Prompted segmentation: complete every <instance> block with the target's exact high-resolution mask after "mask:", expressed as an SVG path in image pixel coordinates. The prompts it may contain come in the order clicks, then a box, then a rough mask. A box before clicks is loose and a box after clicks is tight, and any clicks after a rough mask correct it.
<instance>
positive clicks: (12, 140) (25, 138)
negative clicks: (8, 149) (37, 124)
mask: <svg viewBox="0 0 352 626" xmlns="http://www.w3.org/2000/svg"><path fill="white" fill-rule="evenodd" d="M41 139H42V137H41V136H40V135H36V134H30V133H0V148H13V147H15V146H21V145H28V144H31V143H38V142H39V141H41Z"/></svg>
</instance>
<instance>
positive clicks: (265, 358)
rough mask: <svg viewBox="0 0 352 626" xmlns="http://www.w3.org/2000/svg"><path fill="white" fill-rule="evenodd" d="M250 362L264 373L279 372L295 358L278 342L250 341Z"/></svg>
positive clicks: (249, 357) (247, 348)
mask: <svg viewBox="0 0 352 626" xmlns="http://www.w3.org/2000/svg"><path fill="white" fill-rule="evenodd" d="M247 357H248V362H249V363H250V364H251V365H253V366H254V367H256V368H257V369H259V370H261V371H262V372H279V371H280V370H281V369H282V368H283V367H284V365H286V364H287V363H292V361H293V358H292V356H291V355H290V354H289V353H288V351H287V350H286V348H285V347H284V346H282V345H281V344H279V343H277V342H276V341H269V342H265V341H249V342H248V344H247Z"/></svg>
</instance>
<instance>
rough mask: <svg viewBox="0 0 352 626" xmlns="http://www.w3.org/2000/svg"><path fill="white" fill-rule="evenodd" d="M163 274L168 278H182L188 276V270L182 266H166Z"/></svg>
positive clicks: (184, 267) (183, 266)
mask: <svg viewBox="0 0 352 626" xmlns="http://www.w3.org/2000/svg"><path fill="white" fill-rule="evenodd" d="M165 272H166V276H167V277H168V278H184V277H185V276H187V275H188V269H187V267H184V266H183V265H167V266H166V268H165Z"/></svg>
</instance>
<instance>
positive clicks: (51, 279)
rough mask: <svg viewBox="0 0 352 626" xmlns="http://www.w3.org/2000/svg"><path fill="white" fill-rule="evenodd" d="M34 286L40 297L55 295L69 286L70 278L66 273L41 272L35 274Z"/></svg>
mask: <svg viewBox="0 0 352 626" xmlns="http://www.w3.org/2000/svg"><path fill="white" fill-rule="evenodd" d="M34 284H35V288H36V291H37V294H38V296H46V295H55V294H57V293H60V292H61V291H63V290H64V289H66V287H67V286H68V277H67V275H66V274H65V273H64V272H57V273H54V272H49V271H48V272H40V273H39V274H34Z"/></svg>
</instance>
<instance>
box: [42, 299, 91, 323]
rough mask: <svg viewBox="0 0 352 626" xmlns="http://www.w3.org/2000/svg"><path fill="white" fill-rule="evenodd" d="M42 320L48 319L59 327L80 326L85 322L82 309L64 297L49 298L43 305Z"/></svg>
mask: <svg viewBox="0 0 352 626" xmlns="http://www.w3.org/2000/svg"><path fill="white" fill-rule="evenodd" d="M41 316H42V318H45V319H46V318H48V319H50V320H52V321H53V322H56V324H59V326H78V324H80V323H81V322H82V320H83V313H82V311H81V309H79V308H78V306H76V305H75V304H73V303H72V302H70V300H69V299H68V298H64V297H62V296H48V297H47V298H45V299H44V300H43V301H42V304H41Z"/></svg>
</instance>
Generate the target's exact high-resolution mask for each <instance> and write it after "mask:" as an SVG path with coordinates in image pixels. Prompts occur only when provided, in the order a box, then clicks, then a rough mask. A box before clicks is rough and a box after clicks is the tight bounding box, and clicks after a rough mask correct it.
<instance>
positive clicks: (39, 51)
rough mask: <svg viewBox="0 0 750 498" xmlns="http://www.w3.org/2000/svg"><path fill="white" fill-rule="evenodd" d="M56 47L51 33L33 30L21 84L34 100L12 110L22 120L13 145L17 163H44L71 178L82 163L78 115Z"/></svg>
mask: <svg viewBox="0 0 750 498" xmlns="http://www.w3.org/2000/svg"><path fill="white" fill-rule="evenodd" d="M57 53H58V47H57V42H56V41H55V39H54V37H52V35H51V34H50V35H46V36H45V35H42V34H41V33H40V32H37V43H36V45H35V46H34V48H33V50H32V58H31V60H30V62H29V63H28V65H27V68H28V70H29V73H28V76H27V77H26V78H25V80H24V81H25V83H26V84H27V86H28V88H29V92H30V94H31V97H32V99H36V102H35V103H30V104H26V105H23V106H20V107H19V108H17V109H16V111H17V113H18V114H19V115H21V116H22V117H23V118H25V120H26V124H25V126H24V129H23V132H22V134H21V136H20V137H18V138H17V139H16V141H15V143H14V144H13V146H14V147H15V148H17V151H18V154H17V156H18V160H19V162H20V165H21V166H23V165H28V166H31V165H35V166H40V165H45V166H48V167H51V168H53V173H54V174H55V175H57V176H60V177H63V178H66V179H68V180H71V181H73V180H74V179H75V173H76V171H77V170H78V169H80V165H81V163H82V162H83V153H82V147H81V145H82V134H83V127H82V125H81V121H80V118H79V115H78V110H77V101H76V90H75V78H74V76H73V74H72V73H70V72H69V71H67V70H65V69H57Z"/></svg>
──────────────────────────────
**INSTRUCTIONS FOR THE TASK:**
Each line in the listing needs to be copied exactly.

**OUTPUT FOR THIS EXERCISE:**
Prompted segmentation: complete every <instance> block with the target's exact high-resolution mask after "mask:", expressed as an SVG path in image pixel coordinates. The prompts it may contain come in the order clicks, then a box, then a rough mask. A box before clicks is loose and a box after clicks is tight, and any clicks after a rough mask correct it.
<instance>
positive clicks: (12, 140) (25, 138)
negative clicks: (8, 149) (37, 124)
mask: <svg viewBox="0 0 352 626" xmlns="http://www.w3.org/2000/svg"><path fill="white" fill-rule="evenodd" d="M41 139H42V137H41V136H40V135H36V134H30V133H0V148H13V147H15V146H21V145H28V144H31V143H38V142H39V141H41Z"/></svg>
</instance>
<instance>
positive clicks: (265, 358)
rough mask: <svg viewBox="0 0 352 626" xmlns="http://www.w3.org/2000/svg"><path fill="white" fill-rule="evenodd" d="M250 362L264 373L279 372L295 358L278 342L250 341Z"/></svg>
positive clicks: (249, 357) (247, 348)
mask: <svg viewBox="0 0 352 626" xmlns="http://www.w3.org/2000/svg"><path fill="white" fill-rule="evenodd" d="M247 357H248V362H249V363H250V364H251V365H253V366H254V367H256V368H257V369H259V370H261V371H262V372H279V371H280V370H281V369H282V368H283V367H284V365H286V364H287V363H292V361H293V358H292V356H291V355H290V354H289V353H288V351H287V350H286V348H285V347H284V346H282V345H281V344H279V343H277V342H276V341H269V342H265V341H249V342H248V344H247Z"/></svg>
</instance>
<instance>
rough mask: <svg viewBox="0 0 352 626" xmlns="http://www.w3.org/2000/svg"><path fill="white" fill-rule="evenodd" d="M163 274L168 278H182L188 276V270L182 266H166Z"/></svg>
positive clicks: (184, 267) (183, 266)
mask: <svg viewBox="0 0 352 626" xmlns="http://www.w3.org/2000/svg"><path fill="white" fill-rule="evenodd" d="M165 272H166V276H167V277H168V278H184V277H185V276H187V275H188V269H187V267H184V266H183V265H167V266H166V268H165Z"/></svg>
</instance>
<instance>
positive clicks: (51, 279)
rough mask: <svg viewBox="0 0 352 626" xmlns="http://www.w3.org/2000/svg"><path fill="white" fill-rule="evenodd" d="M34 286L40 297L55 295L69 286L70 278L66 273L41 272L35 274Z"/></svg>
mask: <svg viewBox="0 0 352 626" xmlns="http://www.w3.org/2000/svg"><path fill="white" fill-rule="evenodd" d="M34 284H35V288H36V291H37V294H38V296H46V295H55V294H57V293H60V292H61V291H63V290H64V289H66V287H67V286H68V277H67V275H66V274H65V273H64V272H57V273H54V272H49V271H48V272H40V273H39V274H34Z"/></svg>
</instance>
<instance>
box: [42, 299, 91, 323]
rough mask: <svg viewBox="0 0 352 626" xmlns="http://www.w3.org/2000/svg"><path fill="white" fill-rule="evenodd" d="M42 320L48 319L59 327L80 326L85 322L82 309L64 297L49 298L43 305Z"/></svg>
mask: <svg viewBox="0 0 352 626" xmlns="http://www.w3.org/2000/svg"><path fill="white" fill-rule="evenodd" d="M41 316H42V318H45V319H46V318H48V319H50V320H52V321H53V322H56V324H59V326H78V324H80V323H81V322H82V320H83V313H82V311H81V309H79V308H78V306H76V305H75V304H73V303H72V302H70V300H69V299H68V298H64V297H62V296H48V297H47V298H45V299H44V300H43V301H42V304H41Z"/></svg>
</instance>
Generate the target's exact high-resolution mask for each <instance> and write it after "mask:" as an SVG path with coordinates in image pixels. Prompts occur only when provided, in the order a box, then clicks, then a rough mask. A box before clicks is rough and a box after clicks is the tight bounding box, and clicks after a rough mask correct it.
<instance>
positive clicks: (39, 51)
rough mask: <svg viewBox="0 0 750 498" xmlns="http://www.w3.org/2000/svg"><path fill="white" fill-rule="evenodd" d="M56 47L51 33L33 30L21 84L34 100L12 110L22 120L13 145L17 163H44L71 178L82 163L78 115Z"/></svg>
mask: <svg viewBox="0 0 750 498" xmlns="http://www.w3.org/2000/svg"><path fill="white" fill-rule="evenodd" d="M57 53H58V47H57V42H56V41H55V39H54V37H52V35H51V34H50V35H46V36H45V35H42V34H41V33H40V32H37V43H36V45H35V46H34V48H33V50H32V58H31V60H30V62H29V63H28V65H27V68H28V70H29V73H28V76H27V77H26V78H25V80H24V81H25V83H26V84H27V86H28V88H29V92H30V94H31V97H32V99H36V102H35V103H30V104H26V105H23V106H20V107H19V108H17V109H16V111H17V113H18V114H19V115H21V116H22V117H23V118H25V120H26V124H25V126H24V129H23V132H22V134H21V136H20V137H18V138H17V139H16V141H15V143H14V144H13V146H14V147H15V148H17V151H18V154H17V156H18V160H19V162H20V165H21V166H23V165H28V166H31V165H35V166H40V165H45V166H48V167H51V168H53V173H54V174H55V175H57V176H60V177H63V178H66V179H68V180H71V181H73V180H74V179H75V173H76V171H77V170H78V169H80V165H81V163H82V162H83V153H82V147H81V145H82V134H83V127H82V125H81V121H80V118H79V115H78V110H77V101H76V90H75V78H74V76H73V74H72V73H70V72H69V71H67V70H65V69H57Z"/></svg>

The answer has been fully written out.